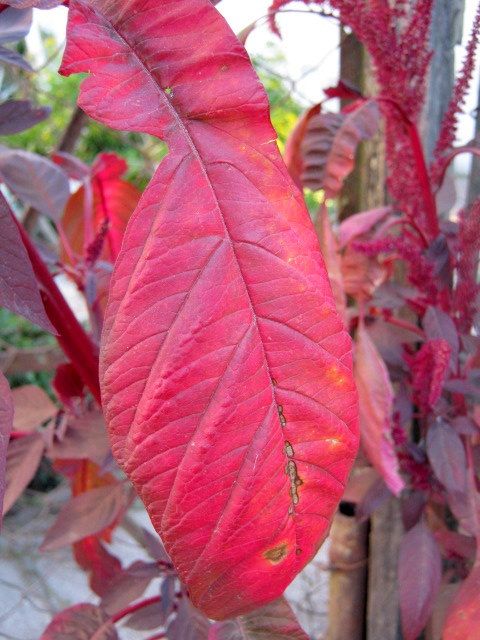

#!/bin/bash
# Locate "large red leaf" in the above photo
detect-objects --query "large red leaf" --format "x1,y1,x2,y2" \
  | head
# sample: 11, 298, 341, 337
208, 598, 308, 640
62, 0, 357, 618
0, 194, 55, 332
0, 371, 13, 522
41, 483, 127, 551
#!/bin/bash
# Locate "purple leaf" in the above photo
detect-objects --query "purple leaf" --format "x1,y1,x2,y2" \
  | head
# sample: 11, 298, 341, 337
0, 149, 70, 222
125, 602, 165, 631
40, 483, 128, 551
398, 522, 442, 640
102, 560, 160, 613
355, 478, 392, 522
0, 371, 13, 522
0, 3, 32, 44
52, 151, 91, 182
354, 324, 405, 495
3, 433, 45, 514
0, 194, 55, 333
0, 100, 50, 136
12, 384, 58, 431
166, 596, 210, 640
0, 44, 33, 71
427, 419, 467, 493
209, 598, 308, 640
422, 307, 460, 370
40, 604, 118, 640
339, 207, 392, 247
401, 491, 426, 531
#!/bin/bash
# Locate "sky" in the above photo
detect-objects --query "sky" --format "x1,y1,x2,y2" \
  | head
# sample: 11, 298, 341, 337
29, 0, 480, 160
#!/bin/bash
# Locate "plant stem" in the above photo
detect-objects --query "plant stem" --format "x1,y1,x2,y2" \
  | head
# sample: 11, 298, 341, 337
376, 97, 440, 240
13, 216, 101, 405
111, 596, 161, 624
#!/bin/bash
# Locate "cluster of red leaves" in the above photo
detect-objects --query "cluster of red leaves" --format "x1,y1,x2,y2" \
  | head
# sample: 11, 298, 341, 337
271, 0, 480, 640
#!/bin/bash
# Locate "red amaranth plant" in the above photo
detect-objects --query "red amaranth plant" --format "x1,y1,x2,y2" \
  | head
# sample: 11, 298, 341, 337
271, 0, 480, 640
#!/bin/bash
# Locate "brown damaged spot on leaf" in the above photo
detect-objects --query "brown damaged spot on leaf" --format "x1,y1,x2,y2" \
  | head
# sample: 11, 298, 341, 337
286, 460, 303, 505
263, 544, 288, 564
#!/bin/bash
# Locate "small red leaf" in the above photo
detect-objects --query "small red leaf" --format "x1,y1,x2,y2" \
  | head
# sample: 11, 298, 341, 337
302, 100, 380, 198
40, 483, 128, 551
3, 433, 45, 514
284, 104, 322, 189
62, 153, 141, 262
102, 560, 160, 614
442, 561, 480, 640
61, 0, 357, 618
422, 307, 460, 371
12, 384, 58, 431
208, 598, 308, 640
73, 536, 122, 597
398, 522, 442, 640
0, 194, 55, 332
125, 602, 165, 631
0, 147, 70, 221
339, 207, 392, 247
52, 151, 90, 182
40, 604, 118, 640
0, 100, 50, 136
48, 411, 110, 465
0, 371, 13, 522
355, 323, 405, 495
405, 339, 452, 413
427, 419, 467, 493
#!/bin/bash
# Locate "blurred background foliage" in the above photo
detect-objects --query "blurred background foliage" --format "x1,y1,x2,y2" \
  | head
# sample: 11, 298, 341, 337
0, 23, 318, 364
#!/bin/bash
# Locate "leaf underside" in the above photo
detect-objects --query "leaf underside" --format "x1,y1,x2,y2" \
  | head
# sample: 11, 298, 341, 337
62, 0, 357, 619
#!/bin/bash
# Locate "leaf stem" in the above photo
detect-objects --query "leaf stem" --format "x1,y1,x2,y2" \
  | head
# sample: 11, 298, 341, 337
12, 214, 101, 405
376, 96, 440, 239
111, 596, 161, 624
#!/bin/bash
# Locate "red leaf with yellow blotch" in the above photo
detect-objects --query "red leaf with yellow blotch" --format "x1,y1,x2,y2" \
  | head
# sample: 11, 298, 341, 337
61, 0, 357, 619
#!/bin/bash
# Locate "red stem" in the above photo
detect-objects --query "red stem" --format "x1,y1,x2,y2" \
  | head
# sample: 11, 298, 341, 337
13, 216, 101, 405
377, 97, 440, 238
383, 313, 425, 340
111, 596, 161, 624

:::::

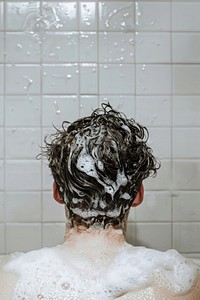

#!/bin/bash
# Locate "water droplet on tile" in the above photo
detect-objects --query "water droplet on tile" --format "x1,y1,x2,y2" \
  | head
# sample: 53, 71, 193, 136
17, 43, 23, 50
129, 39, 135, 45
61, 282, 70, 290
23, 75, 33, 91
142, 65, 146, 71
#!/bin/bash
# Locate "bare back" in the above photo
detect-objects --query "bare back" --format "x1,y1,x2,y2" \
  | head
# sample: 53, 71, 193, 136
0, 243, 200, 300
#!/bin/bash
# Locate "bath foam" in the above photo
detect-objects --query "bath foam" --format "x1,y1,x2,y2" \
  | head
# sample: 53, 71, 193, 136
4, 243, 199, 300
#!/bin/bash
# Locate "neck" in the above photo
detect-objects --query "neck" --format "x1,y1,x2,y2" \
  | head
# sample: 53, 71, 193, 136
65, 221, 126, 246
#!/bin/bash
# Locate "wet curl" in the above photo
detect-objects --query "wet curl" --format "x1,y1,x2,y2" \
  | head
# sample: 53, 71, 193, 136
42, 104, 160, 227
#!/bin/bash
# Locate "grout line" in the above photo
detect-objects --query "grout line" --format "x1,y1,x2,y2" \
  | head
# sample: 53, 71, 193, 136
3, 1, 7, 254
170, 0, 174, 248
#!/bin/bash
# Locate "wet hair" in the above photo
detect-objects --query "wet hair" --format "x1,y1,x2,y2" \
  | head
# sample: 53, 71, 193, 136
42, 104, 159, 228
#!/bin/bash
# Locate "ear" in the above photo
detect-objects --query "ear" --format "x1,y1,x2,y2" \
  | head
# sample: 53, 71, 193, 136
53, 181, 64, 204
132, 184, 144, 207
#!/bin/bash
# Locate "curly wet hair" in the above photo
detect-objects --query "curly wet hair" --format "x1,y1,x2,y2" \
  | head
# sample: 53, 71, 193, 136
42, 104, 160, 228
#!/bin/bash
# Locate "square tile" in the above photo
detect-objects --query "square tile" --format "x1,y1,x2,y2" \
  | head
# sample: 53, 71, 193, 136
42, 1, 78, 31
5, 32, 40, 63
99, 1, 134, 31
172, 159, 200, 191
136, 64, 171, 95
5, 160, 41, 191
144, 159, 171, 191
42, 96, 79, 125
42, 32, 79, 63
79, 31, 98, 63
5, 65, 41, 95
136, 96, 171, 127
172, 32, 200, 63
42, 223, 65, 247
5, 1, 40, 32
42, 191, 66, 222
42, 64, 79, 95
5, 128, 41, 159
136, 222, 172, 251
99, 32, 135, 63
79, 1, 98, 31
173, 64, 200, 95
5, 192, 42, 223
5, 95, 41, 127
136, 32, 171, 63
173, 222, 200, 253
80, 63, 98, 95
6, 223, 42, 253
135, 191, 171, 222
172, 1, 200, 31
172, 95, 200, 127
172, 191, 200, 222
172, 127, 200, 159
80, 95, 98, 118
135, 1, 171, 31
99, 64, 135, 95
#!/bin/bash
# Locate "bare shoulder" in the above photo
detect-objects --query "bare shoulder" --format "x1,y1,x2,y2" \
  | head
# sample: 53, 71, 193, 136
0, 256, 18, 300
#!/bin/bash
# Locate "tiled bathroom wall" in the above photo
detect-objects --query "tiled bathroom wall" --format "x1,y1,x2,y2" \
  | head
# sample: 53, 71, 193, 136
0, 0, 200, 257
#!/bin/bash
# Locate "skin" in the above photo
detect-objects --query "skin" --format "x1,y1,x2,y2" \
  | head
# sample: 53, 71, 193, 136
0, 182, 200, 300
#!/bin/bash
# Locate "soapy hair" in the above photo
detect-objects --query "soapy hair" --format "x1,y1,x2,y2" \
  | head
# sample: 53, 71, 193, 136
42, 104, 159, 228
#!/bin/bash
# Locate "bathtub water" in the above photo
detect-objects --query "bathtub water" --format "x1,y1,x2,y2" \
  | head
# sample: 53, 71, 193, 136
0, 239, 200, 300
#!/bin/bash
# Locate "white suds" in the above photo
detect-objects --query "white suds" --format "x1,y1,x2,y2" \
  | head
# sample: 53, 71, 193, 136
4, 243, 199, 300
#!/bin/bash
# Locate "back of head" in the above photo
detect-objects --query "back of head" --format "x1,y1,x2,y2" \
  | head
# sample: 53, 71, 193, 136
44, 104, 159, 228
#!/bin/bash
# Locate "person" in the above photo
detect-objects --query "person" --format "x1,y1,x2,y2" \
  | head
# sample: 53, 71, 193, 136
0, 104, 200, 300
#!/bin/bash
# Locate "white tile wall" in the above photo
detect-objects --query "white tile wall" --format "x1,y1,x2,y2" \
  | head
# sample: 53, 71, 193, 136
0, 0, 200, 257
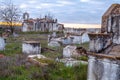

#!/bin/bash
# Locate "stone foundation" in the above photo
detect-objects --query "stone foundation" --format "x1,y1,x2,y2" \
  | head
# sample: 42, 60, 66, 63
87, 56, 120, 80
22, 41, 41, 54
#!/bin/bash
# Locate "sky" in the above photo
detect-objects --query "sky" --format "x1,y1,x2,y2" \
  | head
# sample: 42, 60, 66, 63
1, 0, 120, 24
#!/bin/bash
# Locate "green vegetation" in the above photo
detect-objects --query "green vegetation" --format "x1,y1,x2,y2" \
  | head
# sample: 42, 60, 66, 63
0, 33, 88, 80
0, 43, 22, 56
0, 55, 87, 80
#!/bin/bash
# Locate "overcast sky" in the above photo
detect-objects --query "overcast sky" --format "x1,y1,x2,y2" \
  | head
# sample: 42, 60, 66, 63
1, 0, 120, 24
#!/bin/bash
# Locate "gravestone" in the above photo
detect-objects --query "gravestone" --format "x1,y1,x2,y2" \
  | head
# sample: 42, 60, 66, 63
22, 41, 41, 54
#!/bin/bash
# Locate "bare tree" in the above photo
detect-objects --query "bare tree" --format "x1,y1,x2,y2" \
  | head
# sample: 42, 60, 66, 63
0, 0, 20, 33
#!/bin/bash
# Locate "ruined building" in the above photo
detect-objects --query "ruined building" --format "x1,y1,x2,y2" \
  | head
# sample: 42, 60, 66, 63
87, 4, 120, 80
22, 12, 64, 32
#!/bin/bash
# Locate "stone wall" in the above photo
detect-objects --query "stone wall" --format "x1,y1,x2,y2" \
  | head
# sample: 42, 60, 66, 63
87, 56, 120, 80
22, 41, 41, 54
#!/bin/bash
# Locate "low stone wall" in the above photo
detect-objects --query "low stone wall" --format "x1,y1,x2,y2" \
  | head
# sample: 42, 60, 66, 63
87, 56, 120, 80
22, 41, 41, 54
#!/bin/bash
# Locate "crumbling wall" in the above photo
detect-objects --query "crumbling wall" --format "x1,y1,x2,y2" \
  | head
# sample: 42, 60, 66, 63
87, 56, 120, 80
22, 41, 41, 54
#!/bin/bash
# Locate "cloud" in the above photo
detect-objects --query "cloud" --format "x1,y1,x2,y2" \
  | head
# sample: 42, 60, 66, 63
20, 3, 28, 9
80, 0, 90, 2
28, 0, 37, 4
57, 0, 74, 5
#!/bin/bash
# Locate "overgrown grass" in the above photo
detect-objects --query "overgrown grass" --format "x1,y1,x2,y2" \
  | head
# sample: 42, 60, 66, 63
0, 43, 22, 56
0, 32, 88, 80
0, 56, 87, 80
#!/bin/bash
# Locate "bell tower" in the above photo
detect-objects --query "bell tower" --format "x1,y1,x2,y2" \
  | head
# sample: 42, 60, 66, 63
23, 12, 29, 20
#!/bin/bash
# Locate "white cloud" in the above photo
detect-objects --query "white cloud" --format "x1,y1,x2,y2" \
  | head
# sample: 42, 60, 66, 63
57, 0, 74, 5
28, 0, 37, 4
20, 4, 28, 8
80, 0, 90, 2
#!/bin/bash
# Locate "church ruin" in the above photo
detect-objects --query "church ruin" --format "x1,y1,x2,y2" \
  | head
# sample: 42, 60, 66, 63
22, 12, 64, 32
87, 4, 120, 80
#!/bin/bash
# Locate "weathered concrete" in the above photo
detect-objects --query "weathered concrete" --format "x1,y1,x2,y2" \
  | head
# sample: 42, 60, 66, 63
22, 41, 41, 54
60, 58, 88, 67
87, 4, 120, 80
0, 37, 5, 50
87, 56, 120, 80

:::::

## EXERCISE DESCRIPTION
Show each line in the rows above that contains the string "bathroom". Treat uppercase and lowercase letters as different.

## WRITTEN SOLUTION
# Locate "tiled bathroom wall" in the above photo
detect-objects --query "tiled bathroom wall" --format "x1,y1,x2,y2" \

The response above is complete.